== Page text ==

Zacks Model Shows Unlikely Earnings Beat
Our proven model does not conclusively show that Time Inc. is likely to beat estimates this quarter. This is because a stock needs to have both a positive Earnings ESP and a Zacks Rank #1, 2 or 3 for this to happen. Time Inc. has an Earnings ESP of 0.00% as the Most Accurate estimate and the Zacks Consensus Estimate both stand at 16 cents. The company carries a Zacks Rank #3 (Hold), which increases the predictive power of ESP. However, its ESP of 0.00% makes surprise prediction difficult.
Factors Influencing this Quarter
Time Inc. has been focusing on the creation of digital properties and intends to increase its digital advertising revenues by enhancing native branded content and video. The company is also concentrating on customization of data to help advertisers target their audience more effectively. In this connection, the company acquired the assets of Viant. Management anticipates Viant to contribute over $100 million of digital advertising revenue in 2016. There has been a drastic change in audience preference due to which advertisers have shifted dollars to digital video. Management anticipates revenue growth of 1%–5% for 2016.
We observe that total advertising revenue grew 2% during the first quarter of 2016, primarily due to the buyout of Viant. Print and other advertising revenue fell 4%, whereas digital advertising revenue surged 23%. Time Inc. is targeting adjacent revenue opportunities, which include Live Media, SI Play, eCommerce and various other products. Further, Time Inc. has acquired inVNT, a company that specializes in live media.

===
== Provided material ==

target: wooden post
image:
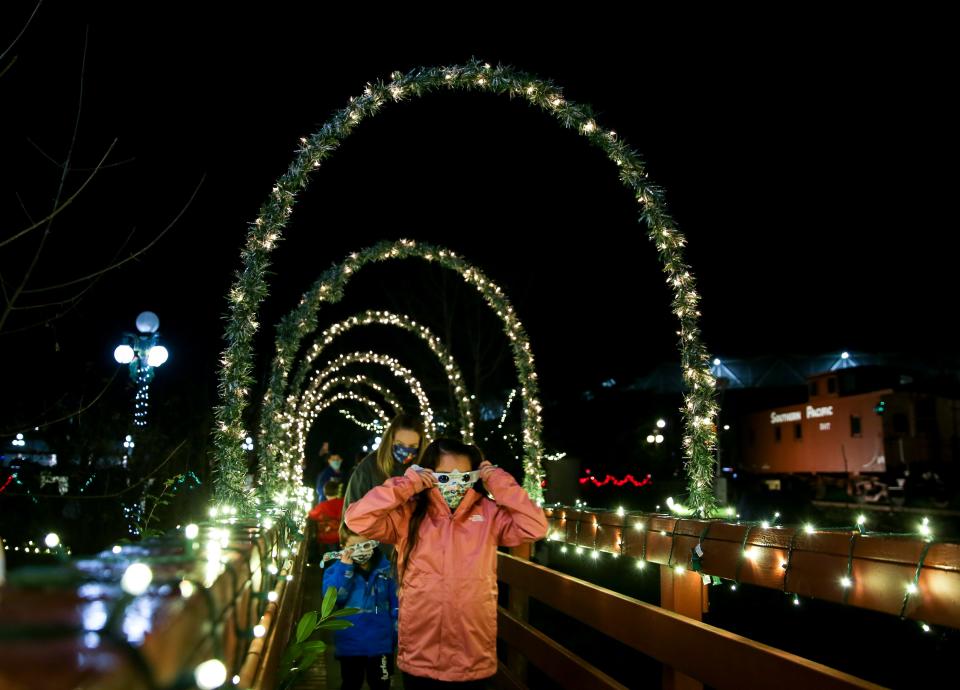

===

== Given task 1 ==
Render this sentence from the Time Inc. earnings text above in Spanish: "Print and other advertising revenue fell 4%, whereas digital advertising revenue surged 23%."
== Given task 2 ==
Carry the Time Inc. earnings text forward, beginning right after its last sentence.

== Answer 1 ==
Los ingresos por publicidad impresa y de otro tipo cayeron un 4 %, mientras que los ingresos por publicidad digital se dispararon un 23 %.

== Answer 2 ==
For the second quarter of 2016, management had earlier projected total revenue to be up low-single-digits year over year. Time Inc. envisions advertising revenue to be up mid-single-digits year over year and subscription revenue to decline in the mid-single-digits to high-single-digits, with newsstand revenue falling in the low-teens to mid-teens. Operating expenses are projected to increase in the high-single-digits year over year.
Here are some companies you may want to consider as our model shows that these have the right combination of elements to post an earnings beat:
Time Warner Inc. has an Earnings ESP of +0.87% and a Zacks Rank #3.
Eros International Plc has an Earnings ESP of +7.14% and a Zacks Rank #3.
TiVo Inc. has an Earnings ESP of +15.39% and a Zacks Rank #3.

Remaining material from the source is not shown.